OBJECTIVE >>
Pick out every line in the listing below that contains the word "bush", matching case exactly, and copy each of those lines.
# Start of RECORDS PROVIDED
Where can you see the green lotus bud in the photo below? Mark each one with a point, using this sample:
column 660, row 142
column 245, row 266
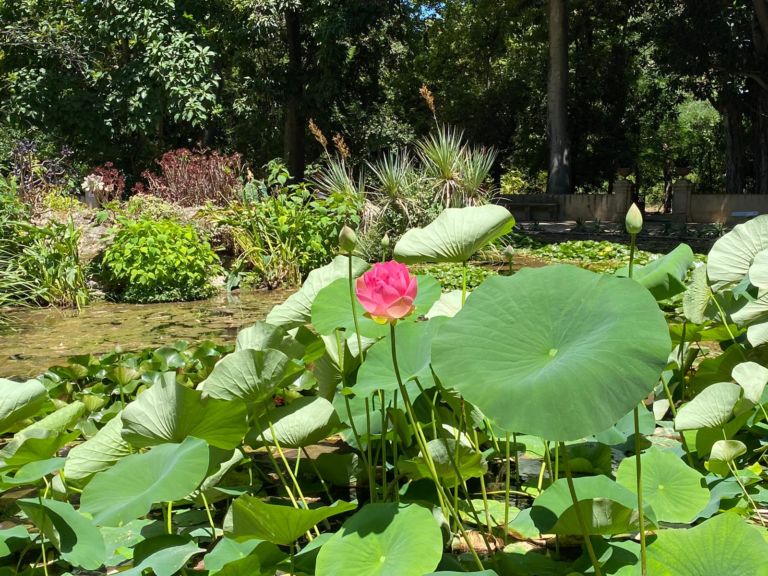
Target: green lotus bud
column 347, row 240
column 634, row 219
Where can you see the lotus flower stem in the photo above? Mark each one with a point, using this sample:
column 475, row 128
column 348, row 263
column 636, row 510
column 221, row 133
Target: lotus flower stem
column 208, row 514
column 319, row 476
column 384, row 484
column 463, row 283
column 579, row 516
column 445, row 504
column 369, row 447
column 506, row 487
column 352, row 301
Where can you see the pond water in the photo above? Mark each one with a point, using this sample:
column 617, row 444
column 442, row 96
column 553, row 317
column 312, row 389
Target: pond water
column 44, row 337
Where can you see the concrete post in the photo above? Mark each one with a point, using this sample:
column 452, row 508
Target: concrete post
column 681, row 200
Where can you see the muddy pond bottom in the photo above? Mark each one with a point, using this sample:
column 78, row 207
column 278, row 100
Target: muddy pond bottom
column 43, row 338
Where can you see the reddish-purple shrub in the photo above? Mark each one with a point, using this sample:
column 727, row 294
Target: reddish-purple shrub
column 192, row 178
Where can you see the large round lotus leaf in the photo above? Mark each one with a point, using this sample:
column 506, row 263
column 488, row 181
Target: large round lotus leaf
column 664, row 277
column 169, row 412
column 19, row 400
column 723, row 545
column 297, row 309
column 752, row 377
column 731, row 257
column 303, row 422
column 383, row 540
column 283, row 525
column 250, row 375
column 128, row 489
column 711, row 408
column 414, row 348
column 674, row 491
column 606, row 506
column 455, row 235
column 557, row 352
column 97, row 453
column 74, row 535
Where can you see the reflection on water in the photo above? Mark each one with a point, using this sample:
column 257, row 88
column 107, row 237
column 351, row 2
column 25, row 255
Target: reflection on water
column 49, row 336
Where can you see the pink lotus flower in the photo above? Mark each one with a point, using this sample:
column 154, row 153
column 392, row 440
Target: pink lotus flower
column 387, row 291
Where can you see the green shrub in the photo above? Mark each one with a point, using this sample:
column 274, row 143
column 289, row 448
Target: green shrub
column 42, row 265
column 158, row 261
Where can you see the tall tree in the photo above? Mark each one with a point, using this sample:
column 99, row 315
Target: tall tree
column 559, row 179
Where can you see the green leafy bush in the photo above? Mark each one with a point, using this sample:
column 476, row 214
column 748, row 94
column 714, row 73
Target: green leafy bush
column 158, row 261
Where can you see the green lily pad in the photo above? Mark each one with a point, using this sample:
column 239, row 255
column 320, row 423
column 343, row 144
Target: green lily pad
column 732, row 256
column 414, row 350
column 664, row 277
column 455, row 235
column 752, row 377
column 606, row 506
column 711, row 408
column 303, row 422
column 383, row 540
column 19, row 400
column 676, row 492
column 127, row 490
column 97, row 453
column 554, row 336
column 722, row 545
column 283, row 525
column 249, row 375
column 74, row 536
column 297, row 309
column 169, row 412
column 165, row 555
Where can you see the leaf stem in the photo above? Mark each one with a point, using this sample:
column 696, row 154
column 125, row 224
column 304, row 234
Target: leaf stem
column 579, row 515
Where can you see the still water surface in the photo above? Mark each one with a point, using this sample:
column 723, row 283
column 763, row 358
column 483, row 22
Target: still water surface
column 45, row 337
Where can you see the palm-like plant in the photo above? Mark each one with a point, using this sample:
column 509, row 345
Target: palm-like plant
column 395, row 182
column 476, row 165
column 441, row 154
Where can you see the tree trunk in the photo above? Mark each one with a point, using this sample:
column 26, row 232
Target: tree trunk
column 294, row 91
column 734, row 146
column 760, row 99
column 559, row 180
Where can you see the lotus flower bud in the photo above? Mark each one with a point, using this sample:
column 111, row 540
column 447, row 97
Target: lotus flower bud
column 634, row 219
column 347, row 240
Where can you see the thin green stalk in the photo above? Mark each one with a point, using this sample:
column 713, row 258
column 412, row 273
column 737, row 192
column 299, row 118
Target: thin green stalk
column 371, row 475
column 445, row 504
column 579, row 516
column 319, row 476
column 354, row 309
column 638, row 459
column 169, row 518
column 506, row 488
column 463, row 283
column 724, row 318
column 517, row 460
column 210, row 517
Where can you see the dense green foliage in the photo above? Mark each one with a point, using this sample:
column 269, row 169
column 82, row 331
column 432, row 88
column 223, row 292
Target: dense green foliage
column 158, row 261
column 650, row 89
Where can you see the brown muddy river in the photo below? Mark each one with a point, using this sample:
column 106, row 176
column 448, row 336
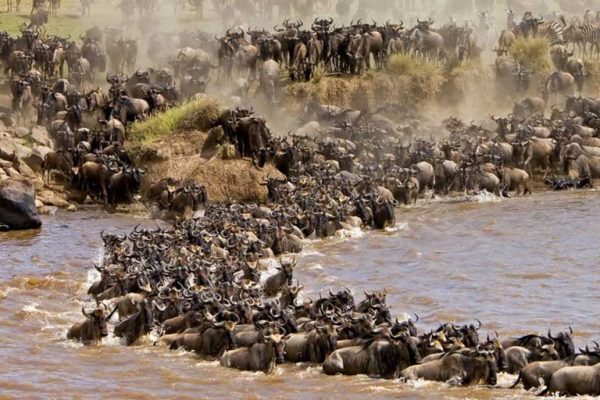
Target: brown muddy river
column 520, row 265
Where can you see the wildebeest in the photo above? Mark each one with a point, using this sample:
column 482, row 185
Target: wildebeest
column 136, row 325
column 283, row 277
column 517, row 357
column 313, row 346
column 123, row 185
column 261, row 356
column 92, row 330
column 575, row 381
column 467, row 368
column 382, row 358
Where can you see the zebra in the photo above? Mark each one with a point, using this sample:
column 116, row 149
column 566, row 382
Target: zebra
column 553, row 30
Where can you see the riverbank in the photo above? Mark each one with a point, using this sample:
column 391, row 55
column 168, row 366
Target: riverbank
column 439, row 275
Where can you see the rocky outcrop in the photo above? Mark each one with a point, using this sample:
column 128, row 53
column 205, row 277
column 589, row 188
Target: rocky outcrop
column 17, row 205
# End of RECORDS PROVIDED
# Start of RECORDS PROVIDED
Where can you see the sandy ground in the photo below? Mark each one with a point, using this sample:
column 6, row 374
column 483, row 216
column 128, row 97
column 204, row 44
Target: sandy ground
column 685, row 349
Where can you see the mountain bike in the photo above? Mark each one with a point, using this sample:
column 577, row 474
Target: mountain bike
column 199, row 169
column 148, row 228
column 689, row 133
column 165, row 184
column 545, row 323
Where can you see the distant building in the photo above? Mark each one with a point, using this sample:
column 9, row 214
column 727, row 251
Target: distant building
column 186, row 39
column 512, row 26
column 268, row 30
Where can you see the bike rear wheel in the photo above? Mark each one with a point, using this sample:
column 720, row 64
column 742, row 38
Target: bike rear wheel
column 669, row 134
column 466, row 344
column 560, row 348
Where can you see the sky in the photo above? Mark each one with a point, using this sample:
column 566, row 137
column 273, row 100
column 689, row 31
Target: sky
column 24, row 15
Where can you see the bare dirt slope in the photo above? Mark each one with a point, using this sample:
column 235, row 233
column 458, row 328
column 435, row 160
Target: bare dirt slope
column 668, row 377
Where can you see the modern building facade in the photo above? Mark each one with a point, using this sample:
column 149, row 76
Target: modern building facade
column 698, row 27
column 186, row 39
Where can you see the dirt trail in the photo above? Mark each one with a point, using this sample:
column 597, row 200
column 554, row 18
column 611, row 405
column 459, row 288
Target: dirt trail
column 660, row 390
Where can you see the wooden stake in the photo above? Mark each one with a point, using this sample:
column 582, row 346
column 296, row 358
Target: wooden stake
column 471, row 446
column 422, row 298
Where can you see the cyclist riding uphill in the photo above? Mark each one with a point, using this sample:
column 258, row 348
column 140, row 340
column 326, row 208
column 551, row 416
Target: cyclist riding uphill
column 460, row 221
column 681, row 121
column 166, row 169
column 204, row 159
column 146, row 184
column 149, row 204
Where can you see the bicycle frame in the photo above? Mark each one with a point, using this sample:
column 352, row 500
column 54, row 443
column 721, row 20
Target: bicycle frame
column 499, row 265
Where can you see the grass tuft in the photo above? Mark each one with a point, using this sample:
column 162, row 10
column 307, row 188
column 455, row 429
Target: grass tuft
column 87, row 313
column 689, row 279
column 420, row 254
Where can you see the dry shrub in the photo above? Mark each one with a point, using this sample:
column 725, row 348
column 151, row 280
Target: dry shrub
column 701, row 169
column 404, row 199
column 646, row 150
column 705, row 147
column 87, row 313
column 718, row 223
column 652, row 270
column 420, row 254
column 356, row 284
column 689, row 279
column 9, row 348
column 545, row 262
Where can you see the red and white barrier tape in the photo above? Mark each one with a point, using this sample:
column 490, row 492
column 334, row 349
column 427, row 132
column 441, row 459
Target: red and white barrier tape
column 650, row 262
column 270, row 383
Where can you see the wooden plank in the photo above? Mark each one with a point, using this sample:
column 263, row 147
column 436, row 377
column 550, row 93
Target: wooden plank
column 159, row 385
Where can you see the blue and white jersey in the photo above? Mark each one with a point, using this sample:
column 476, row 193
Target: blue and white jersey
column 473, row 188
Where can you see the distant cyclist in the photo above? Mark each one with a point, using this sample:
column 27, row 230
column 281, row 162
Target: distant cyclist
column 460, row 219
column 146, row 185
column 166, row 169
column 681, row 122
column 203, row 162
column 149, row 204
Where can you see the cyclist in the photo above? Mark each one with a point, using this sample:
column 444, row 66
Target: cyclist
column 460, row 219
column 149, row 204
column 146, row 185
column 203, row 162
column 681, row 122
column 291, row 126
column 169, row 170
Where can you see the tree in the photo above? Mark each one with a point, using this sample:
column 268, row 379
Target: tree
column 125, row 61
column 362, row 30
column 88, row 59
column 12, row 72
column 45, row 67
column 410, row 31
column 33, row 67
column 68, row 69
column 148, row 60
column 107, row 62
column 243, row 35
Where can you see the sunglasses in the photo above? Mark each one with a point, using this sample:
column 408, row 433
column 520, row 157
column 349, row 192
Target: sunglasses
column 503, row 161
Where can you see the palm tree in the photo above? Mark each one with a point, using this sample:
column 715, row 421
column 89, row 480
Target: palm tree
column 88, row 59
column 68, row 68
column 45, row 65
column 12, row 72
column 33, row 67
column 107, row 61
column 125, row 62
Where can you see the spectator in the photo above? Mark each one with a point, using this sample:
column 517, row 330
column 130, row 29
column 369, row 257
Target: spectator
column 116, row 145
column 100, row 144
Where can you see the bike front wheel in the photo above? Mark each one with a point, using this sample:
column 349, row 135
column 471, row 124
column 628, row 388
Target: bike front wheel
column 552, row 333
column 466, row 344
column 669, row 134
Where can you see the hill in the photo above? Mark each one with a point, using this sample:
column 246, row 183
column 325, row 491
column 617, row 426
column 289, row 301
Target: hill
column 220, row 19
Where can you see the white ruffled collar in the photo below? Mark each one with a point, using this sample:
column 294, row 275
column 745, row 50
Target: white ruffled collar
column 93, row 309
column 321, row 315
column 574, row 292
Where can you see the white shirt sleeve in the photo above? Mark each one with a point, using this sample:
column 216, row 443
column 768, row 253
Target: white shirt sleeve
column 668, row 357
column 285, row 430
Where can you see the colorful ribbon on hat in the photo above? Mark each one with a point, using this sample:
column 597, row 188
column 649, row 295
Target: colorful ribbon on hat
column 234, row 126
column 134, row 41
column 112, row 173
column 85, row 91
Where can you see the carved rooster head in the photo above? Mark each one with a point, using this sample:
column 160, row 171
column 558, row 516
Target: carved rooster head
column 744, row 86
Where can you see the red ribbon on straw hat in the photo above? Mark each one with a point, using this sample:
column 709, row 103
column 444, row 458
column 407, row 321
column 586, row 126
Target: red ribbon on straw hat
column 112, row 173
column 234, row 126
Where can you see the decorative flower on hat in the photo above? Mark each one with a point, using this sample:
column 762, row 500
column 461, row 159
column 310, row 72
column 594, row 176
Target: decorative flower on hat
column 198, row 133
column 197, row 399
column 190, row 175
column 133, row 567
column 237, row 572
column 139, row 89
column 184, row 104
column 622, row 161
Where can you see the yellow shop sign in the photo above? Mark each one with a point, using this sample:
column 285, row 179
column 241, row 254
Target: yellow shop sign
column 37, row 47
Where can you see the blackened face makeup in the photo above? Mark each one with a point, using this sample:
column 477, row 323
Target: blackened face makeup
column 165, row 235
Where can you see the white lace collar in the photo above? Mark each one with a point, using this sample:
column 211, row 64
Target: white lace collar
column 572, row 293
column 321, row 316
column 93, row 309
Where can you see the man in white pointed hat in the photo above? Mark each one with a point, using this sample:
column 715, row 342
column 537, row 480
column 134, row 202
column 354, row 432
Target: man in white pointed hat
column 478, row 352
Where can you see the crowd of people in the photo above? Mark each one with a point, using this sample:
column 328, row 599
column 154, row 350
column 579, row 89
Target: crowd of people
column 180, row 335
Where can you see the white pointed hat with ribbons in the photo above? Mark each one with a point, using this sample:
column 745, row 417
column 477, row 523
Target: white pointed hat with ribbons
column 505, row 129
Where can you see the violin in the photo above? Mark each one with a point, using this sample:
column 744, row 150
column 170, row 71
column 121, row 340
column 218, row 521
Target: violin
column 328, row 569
# End of RECORDS PROVIDED
SOLUTION TO THIS PROBLEM >>
Where can you see the green leafy bush in the photo above? Mark each one with a point, using this sample:
Target: green leafy bush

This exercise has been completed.